Provided data
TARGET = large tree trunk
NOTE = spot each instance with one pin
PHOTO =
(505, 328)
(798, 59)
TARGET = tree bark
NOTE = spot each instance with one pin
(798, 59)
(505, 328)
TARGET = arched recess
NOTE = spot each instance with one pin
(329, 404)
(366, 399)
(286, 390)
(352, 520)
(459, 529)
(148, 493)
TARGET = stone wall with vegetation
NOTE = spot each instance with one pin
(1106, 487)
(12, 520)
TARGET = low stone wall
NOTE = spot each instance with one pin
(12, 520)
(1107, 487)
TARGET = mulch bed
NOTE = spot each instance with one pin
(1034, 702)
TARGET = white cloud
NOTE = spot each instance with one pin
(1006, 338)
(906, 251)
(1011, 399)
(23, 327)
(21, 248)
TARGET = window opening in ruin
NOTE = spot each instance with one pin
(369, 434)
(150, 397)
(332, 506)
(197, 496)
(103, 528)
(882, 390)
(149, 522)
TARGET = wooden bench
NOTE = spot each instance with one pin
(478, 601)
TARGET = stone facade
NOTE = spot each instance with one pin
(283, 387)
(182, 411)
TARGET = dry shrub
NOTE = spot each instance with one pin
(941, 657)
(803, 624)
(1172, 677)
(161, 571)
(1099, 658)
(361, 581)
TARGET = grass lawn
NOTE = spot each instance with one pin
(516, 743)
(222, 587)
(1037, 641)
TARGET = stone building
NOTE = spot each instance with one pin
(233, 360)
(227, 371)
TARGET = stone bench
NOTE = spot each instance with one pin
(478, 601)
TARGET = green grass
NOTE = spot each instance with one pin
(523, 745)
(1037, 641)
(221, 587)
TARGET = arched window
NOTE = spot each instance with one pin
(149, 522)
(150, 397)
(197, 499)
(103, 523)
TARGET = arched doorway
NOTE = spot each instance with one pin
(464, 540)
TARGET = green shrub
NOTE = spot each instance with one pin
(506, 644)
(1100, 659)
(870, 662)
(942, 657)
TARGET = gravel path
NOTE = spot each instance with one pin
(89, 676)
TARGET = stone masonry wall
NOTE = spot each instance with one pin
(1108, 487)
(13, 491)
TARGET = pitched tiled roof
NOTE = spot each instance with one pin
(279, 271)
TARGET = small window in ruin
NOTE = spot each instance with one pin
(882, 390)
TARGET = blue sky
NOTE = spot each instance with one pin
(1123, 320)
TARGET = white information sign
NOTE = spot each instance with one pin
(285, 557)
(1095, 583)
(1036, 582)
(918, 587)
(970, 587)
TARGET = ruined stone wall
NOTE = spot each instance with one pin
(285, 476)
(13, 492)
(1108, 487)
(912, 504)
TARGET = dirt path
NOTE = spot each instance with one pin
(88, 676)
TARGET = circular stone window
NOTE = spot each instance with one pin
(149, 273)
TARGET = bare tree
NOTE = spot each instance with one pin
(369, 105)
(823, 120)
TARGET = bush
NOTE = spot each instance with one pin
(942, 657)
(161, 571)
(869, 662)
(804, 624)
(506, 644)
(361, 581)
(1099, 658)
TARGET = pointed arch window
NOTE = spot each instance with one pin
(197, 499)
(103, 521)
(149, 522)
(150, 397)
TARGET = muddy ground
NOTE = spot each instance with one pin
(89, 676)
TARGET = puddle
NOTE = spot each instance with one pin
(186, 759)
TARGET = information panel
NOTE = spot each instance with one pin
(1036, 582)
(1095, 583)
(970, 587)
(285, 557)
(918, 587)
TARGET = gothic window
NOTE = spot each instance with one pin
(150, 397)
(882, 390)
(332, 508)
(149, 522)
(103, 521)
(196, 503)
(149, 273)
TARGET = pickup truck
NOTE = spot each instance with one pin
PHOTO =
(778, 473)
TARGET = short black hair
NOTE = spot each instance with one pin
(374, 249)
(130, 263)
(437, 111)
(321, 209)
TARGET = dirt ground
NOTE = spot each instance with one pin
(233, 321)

The request
Reproduce all of the data above, substituting "mark every instance with a single pin" for every occurrence of "spot each instance with one pin" and leaving everything else unchanged.

Result of this task
TARGET = large tree trunk
NOTE = mark every instance with a single pin
PHOTO =
(505, 328)
(798, 59)
TARGET = tree bark
NOTE = mark every instance with a single pin
(798, 59)
(505, 328)
TARGET = arched recess
NOTE = mark every instance with a single pin
(329, 404)
(366, 399)
(286, 390)
(352, 520)
(459, 529)
(148, 493)
TARGET = stone wall with vegetation
NOTE = mark every instance with a single pin
(1106, 487)
(12, 520)
TARGET = low stone wall
NOTE = mark every instance with a single pin
(12, 520)
(1107, 487)
TARGET = mulch bed
NOTE = mark every instance with a single pin
(1034, 702)
TARGET = white cloud
NOTE = mark every instance with a single pin
(1006, 338)
(906, 251)
(1011, 399)
(23, 327)
(21, 248)
TARGET = window opening in ruin
NOTE = mark every instance with a single pin
(369, 434)
(150, 397)
(332, 506)
(197, 496)
(103, 528)
(882, 390)
(149, 522)
TARGET = wooden bench
NOTE = mark every instance with a single pin
(478, 601)
TARGET = stone facade
NOTE = mark every instance with a single pin
(283, 387)
(182, 411)
TARGET = dry shrub
NOTE = mark every instance with a single pin
(941, 657)
(803, 624)
(1172, 677)
(161, 571)
(1099, 658)
(361, 581)
TARGET = grass lawn
NOTE = mark every instance with a single pin
(516, 743)
(222, 587)
(1037, 641)
TARGET = stone building
NOTE = mark every instance with a single pin
(233, 360)
(227, 371)
TARGET = stone bench
NOTE = mark every instance with a single pin
(478, 601)
TARGET = green grass
NOTE = mark every instance with a single pin
(523, 745)
(1037, 641)
(221, 587)
TARGET = arched window
NOTE = mark every instance with a single pin
(149, 522)
(150, 397)
(197, 499)
(103, 523)
TARGET = arched doorway
NOTE = mark every instance with a single pin
(464, 540)
TARGET = green shrub
NOTE = mark every instance with a single pin
(506, 644)
(1100, 659)
(870, 662)
(942, 657)
TARGET = gravel path
NOTE = mark every instance with a single pin
(89, 676)
TARGET = stone masonry wall
NOTE = mark every instance with a single pin
(1108, 487)
(13, 491)
TARGET = pitched tiled roof
NOTE = mark every instance with a single pin
(279, 271)
TARGET = small window in ruin
NOTE = mark every instance with a single pin
(882, 390)
TARGET = blue sky
NOTE = mark every instance with a single pin
(1123, 320)
TARGET = white information sign
NOTE = mark every instance with a single pin
(285, 557)
(1095, 583)
(1036, 582)
(918, 587)
(970, 587)
TARGET = ruined stone wall
NOTE = mark every instance with a single pin
(285, 476)
(13, 492)
(1108, 487)
(912, 504)
TARGET = dirt path
NOTE = mark every instance with a single pin
(88, 676)
TARGET = circular stone window
NOTE = mark every instance with a single pin
(149, 273)
TARGET = bare tree
NOTE = mark every instance with a single pin
(369, 105)
(823, 120)
TARGET = bush
NOTE = mark every instance with a single pin
(942, 657)
(161, 571)
(869, 662)
(804, 624)
(506, 644)
(361, 581)
(1099, 658)
TARGET = pointed arch window
NOTE = mark every instance with a single pin
(197, 499)
(103, 521)
(149, 522)
(150, 397)
TARGET = muddy ground
NOTE = mark every instance with a single pin
(89, 676)
TARGET = puddle
NOTE = mark every instance with a single pin
(186, 759)
TARGET = information panel
NOTE = mark every instance with a single pin
(1036, 582)
(1095, 583)
(970, 587)
(285, 557)
(918, 587)
TARGET = gothic window
NOTE = mark every instance with a single pin
(150, 397)
(882, 390)
(332, 508)
(149, 522)
(103, 521)
(196, 503)
(149, 273)
TARGET = pickup truck
NOTE = mark every instance with a single pin
PHOTO =
(778, 473)
TARGET = short black hair
NOTE = mark every instance with a single pin
(374, 249)
(130, 263)
(437, 111)
(321, 209)
TARGET = dirt ground
NOTE = mark every instance with a single pin
(233, 321)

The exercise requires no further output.